[PROBLEM TO WORK ON]
For the records below, reproduce exactly the line that contains "Target: utility pole" and all subsequent lines, with nothing left out and nothing added.

[Referring expression pointing data]
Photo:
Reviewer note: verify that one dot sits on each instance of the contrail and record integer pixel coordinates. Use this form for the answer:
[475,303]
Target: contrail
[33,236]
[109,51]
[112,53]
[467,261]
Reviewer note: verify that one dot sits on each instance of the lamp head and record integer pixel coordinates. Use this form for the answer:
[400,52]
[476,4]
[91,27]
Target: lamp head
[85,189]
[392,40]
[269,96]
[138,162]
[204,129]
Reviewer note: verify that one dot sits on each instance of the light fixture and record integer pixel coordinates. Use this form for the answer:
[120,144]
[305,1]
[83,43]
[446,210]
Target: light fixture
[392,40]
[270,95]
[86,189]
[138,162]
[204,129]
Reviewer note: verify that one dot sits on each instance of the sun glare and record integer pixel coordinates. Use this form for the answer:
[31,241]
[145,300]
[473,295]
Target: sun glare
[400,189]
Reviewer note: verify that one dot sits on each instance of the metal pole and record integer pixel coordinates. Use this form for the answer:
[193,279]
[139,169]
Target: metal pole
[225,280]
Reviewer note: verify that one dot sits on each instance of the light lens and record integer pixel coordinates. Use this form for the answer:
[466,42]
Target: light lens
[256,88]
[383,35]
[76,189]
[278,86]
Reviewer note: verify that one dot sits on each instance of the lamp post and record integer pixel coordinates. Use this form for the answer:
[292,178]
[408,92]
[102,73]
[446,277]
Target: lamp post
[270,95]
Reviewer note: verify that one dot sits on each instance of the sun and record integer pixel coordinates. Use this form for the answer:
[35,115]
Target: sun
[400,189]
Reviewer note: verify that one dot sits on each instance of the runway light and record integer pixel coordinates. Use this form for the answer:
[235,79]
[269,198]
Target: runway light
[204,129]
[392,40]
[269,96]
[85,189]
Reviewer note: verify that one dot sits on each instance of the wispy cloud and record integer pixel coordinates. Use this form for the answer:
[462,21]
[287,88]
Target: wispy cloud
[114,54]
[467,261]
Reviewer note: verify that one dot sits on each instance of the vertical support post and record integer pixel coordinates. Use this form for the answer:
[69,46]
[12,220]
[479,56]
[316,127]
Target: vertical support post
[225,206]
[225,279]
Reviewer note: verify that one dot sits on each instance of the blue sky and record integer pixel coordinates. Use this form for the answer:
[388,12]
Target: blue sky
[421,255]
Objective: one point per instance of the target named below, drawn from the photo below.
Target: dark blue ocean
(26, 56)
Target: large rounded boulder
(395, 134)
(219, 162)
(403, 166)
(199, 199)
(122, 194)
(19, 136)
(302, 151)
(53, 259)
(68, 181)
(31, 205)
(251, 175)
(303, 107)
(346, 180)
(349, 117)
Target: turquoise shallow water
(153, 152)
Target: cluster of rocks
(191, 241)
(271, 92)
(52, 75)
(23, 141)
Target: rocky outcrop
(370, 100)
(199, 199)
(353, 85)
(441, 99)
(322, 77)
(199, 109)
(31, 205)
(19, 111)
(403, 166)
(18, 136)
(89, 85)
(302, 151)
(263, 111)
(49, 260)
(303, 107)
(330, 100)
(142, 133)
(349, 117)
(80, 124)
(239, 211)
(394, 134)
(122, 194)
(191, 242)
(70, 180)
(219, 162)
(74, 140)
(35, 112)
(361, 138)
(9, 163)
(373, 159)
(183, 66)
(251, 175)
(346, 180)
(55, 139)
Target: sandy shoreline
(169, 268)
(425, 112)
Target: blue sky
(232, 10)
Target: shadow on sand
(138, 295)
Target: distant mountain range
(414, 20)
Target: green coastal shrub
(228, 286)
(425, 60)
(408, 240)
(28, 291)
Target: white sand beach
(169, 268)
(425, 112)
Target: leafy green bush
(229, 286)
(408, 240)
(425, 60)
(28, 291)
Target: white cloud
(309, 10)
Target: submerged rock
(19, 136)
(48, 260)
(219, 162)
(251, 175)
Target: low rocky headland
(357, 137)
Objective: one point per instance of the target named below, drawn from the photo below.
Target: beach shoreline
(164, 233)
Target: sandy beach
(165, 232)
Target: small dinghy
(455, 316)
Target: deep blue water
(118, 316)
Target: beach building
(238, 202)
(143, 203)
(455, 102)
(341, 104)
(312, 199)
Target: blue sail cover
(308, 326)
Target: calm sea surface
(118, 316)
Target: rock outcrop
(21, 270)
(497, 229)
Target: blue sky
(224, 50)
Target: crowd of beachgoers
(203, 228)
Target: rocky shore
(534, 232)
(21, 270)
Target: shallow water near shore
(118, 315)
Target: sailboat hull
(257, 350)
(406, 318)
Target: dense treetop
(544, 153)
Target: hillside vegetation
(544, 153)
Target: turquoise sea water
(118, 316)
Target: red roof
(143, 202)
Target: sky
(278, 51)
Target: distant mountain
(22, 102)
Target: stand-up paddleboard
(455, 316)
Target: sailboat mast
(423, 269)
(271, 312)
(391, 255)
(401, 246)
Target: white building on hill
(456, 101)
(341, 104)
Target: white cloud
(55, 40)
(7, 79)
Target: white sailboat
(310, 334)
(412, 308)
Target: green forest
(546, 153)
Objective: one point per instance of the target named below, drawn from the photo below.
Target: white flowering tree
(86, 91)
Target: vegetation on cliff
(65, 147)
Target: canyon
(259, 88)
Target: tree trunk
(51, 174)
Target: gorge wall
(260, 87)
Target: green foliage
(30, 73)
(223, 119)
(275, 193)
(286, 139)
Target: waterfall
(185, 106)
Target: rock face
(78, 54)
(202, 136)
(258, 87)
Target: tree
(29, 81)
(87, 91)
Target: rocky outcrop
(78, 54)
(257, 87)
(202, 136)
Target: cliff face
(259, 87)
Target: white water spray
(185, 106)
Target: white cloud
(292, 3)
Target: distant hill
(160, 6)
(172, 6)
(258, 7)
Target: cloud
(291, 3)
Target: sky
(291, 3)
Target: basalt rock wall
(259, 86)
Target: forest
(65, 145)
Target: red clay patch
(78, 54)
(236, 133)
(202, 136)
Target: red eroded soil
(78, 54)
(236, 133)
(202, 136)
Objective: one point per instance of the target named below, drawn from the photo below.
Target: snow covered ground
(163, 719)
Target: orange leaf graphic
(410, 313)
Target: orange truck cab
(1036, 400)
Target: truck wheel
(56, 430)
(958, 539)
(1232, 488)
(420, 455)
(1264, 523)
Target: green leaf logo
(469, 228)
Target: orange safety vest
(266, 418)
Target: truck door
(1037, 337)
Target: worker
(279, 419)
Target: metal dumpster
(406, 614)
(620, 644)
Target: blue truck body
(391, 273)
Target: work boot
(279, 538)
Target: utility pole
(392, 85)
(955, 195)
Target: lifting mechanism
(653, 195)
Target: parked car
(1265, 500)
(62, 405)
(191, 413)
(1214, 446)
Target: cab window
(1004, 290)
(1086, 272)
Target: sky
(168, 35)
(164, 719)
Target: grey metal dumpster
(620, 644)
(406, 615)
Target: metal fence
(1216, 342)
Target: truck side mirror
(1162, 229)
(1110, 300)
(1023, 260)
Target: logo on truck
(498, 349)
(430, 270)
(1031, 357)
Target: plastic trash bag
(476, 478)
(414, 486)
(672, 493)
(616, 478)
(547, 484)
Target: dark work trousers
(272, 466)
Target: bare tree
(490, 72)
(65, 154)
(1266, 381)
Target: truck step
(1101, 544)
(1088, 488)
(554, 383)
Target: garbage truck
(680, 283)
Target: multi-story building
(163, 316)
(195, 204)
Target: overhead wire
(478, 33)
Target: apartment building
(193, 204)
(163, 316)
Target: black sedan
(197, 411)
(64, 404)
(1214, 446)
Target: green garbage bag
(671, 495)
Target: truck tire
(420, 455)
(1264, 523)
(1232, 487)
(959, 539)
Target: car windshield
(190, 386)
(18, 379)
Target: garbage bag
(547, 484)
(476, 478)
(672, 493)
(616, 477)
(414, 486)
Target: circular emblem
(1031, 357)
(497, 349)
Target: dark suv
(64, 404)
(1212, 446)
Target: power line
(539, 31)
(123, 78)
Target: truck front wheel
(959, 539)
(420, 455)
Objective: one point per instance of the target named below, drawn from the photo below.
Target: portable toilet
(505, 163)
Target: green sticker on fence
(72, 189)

[EXPECTED ANSWER]
Target: utility pole
(392, 85)
(955, 195)
Target: lifting mechanism
(653, 195)
Target: parked car
(1265, 500)
(62, 405)
(191, 413)
(1214, 446)
Target: cab window
(1004, 290)
(1086, 272)
Target: sky
(168, 35)
(164, 719)
Target: grey metal dumpster
(620, 644)
(406, 615)
Target: metal fence
(1216, 342)
Target: truck side mirror
(1162, 229)
(1110, 300)
(1023, 260)
Target: logo on truck
(498, 349)
(430, 270)
(1031, 357)
Target: plastic trash bag
(476, 478)
(414, 486)
(672, 493)
(616, 478)
(547, 484)
Target: dark work trousers
(272, 466)
Target: bare tree
(490, 72)
(65, 154)
(1266, 381)
Target: truck step
(1101, 544)
(1088, 488)
(554, 383)
Target: garbage truck
(680, 283)
Target: multi-story building
(163, 316)
(195, 204)
Target: overhead wire
(478, 33)
Target: apartment building
(193, 204)
(163, 316)
Target: black sedan
(197, 411)
(64, 404)
(1214, 446)
Target: green garbage bag
(671, 495)
Target: truck tire
(420, 455)
(1264, 523)
(1232, 487)
(959, 539)
Target: car windshield
(190, 386)
(18, 379)
Target: garbage bag
(547, 484)
(476, 478)
(672, 493)
(616, 477)
(414, 486)
Target: circular emblem
(1031, 357)
(497, 349)
Target: dark suv
(64, 404)
(1212, 446)
Target: power line
(539, 31)
(123, 78)
Target: truck front wheel
(959, 539)
(420, 455)
Objective: one point per instance of the target named below, drawn from the photo below.
Target: portable toilet
(505, 163)
Target: green sticker on fence
(72, 189)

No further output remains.